(Part of a data file)

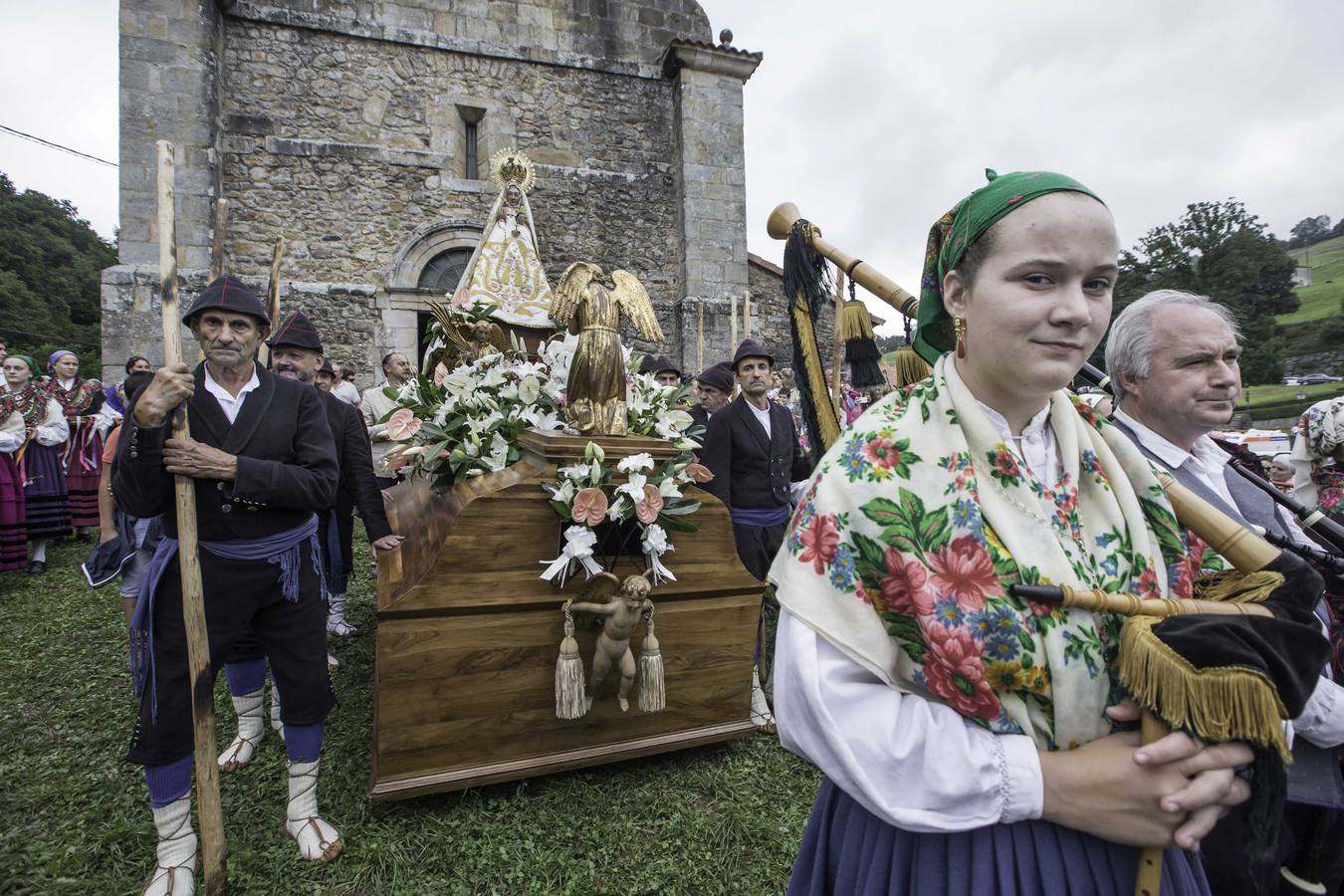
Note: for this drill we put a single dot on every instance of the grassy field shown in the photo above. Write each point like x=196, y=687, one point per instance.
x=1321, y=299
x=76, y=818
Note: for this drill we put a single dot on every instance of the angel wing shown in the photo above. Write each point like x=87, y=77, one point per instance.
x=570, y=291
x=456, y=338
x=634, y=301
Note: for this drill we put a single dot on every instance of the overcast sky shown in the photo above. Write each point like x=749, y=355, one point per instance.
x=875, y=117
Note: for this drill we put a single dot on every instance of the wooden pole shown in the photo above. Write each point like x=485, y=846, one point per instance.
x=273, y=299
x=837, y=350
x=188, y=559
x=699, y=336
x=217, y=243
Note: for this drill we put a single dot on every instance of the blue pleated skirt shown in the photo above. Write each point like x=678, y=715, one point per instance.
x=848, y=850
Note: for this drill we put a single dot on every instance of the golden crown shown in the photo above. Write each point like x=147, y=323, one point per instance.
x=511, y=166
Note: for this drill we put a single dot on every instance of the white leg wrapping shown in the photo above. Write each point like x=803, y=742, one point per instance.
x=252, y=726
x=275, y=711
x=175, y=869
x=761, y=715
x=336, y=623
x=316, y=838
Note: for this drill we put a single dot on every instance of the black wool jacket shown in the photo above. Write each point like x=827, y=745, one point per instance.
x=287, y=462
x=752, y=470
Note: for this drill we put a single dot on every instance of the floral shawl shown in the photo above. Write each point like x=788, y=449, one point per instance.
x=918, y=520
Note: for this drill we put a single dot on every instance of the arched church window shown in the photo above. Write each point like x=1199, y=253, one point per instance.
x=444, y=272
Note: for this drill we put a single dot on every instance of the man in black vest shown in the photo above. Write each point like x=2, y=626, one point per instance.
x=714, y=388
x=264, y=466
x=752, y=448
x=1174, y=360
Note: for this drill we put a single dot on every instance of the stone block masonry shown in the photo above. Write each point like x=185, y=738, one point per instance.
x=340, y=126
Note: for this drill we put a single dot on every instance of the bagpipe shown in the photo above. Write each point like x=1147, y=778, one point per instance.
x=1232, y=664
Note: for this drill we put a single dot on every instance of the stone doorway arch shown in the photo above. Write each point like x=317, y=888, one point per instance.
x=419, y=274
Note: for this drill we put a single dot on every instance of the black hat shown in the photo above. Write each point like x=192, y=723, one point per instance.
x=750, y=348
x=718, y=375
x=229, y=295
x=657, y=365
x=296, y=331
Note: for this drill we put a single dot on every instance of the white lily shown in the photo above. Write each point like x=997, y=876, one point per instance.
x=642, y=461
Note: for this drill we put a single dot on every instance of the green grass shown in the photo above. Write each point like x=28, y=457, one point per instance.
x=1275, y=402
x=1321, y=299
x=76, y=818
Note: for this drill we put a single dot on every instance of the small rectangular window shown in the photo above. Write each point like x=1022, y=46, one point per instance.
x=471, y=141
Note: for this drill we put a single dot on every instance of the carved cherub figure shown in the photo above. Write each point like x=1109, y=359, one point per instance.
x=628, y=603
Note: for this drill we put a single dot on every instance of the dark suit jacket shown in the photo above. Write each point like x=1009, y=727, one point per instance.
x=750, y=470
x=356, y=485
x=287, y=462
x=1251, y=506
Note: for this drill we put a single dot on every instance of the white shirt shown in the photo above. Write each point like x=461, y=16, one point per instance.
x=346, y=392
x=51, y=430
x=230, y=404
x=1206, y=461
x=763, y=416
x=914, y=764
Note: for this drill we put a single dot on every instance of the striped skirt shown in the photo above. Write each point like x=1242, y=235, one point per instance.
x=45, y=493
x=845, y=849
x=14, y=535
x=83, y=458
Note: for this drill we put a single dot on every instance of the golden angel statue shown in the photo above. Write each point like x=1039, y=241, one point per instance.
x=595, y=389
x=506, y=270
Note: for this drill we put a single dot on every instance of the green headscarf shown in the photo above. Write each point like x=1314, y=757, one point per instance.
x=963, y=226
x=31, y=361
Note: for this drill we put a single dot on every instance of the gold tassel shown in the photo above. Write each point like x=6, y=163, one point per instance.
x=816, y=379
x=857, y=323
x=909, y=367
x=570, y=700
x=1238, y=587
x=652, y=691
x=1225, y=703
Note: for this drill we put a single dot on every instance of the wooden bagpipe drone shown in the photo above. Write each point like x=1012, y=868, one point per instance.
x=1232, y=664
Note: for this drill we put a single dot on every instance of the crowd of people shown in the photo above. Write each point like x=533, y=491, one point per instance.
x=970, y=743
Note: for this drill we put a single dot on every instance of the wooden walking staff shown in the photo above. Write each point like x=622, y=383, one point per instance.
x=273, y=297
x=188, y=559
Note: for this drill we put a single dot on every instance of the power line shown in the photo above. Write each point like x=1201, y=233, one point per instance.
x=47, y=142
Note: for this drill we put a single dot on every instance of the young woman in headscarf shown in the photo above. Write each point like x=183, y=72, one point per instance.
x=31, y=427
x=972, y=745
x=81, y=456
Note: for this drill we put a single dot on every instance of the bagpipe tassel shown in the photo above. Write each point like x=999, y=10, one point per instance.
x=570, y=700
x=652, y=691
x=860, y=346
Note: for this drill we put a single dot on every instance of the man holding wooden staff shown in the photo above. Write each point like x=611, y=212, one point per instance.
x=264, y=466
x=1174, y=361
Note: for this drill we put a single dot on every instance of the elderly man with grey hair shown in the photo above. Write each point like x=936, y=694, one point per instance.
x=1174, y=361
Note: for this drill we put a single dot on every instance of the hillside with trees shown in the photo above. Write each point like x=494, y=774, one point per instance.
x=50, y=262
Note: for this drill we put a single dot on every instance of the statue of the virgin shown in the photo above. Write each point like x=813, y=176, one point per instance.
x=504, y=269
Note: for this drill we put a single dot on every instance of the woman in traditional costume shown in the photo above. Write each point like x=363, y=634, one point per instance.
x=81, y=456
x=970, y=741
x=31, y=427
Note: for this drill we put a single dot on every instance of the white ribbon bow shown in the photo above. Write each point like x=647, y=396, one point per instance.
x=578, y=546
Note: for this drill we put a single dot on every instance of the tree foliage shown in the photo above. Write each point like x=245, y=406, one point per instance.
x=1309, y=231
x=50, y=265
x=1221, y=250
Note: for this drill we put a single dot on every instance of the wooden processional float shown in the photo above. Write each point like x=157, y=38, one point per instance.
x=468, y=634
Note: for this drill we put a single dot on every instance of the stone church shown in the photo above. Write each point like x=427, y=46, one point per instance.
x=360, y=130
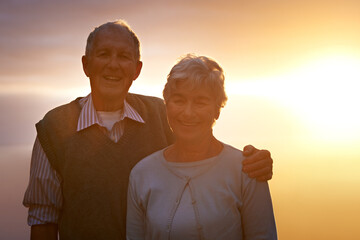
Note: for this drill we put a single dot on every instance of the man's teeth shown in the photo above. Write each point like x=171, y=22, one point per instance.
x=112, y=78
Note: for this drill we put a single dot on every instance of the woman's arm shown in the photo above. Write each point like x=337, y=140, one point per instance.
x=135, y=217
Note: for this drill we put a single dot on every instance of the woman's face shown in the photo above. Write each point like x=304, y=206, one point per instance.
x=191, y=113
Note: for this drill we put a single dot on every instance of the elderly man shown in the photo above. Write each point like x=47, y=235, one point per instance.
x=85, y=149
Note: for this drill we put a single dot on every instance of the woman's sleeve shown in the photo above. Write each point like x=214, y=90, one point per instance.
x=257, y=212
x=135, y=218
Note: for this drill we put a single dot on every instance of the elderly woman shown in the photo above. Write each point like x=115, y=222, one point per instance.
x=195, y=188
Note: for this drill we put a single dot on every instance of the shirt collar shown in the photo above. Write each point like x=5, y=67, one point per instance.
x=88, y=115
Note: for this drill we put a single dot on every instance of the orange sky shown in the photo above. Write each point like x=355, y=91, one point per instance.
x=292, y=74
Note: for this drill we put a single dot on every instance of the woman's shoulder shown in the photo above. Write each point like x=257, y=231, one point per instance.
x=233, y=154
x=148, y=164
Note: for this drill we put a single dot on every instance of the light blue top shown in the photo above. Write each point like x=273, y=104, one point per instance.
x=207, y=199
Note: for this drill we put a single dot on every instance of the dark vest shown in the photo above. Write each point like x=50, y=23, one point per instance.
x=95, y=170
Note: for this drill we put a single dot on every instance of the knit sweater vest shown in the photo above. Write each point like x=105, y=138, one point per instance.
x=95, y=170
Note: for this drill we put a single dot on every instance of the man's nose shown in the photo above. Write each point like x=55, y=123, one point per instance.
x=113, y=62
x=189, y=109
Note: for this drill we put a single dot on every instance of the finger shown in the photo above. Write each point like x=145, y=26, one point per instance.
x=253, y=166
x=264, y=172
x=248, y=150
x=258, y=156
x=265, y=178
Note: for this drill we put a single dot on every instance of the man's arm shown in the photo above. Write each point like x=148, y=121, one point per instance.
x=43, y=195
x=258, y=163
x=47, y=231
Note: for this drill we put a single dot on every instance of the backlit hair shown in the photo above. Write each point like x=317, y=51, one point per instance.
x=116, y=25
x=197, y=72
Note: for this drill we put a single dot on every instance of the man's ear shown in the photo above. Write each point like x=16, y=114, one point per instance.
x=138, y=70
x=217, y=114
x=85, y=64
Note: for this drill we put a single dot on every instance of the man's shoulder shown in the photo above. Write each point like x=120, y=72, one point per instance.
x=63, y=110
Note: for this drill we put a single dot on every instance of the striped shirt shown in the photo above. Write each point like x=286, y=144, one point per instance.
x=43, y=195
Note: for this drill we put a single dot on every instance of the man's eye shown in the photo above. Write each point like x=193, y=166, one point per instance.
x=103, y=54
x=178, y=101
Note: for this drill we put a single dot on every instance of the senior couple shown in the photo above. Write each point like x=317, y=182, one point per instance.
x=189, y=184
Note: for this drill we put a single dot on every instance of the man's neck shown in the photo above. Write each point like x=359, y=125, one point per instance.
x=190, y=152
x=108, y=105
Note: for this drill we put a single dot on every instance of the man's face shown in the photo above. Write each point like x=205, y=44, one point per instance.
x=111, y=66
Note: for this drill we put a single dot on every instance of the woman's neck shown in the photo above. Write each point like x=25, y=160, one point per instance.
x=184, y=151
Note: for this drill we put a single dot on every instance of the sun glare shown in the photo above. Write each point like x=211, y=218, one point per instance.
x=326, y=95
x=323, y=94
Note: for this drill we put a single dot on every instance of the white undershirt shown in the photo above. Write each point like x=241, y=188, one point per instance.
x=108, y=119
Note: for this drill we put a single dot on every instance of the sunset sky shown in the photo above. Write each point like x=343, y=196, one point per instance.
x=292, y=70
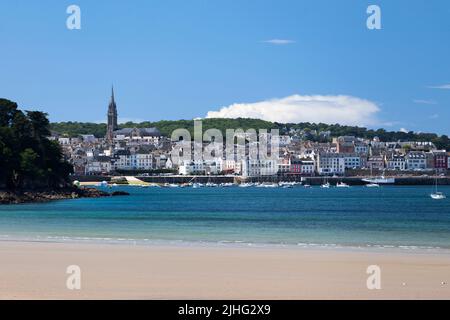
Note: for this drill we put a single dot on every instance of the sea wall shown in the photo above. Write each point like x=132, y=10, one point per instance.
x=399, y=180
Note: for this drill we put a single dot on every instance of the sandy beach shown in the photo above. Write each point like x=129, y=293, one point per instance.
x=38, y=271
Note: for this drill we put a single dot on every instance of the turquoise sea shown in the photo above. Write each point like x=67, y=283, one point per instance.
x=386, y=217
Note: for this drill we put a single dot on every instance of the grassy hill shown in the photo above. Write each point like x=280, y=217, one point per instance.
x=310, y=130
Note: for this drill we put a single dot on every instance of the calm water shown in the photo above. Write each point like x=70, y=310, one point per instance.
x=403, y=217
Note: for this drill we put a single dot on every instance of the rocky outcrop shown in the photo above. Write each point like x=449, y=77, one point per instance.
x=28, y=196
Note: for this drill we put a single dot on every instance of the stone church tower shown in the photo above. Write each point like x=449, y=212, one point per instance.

**What is being asked**.
Rewrite the records starting at the line containing "y=745, one point per instance." and ending at the line containing "x=918, y=520", substituting "exercise" for "drill" and leaving everything else the same.

**The reply**.
Note: for this exercise we put a single dot on every instance of the black wool jacket shown in the photo above. Write each point like x=827, y=745, one point per instance.
x=287, y=462
x=752, y=470
Note: for this exercise we put a single dot on every instance of the floral shawl shown in the photo above. Write each point like x=788, y=449, one point per instance.
x=918, y=520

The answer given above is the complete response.